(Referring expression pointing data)
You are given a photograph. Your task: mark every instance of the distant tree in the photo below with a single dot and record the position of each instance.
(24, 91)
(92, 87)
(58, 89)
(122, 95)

— Work to be completed —
Reproduce each line above without any alteration.

— Output below —
You are given a photograph. Your task: mark every instance of the distant tree in the photo below with a single dot and record the position of each instance.
(24, 91)
(92, 87)
(58, 89)
(122, 95)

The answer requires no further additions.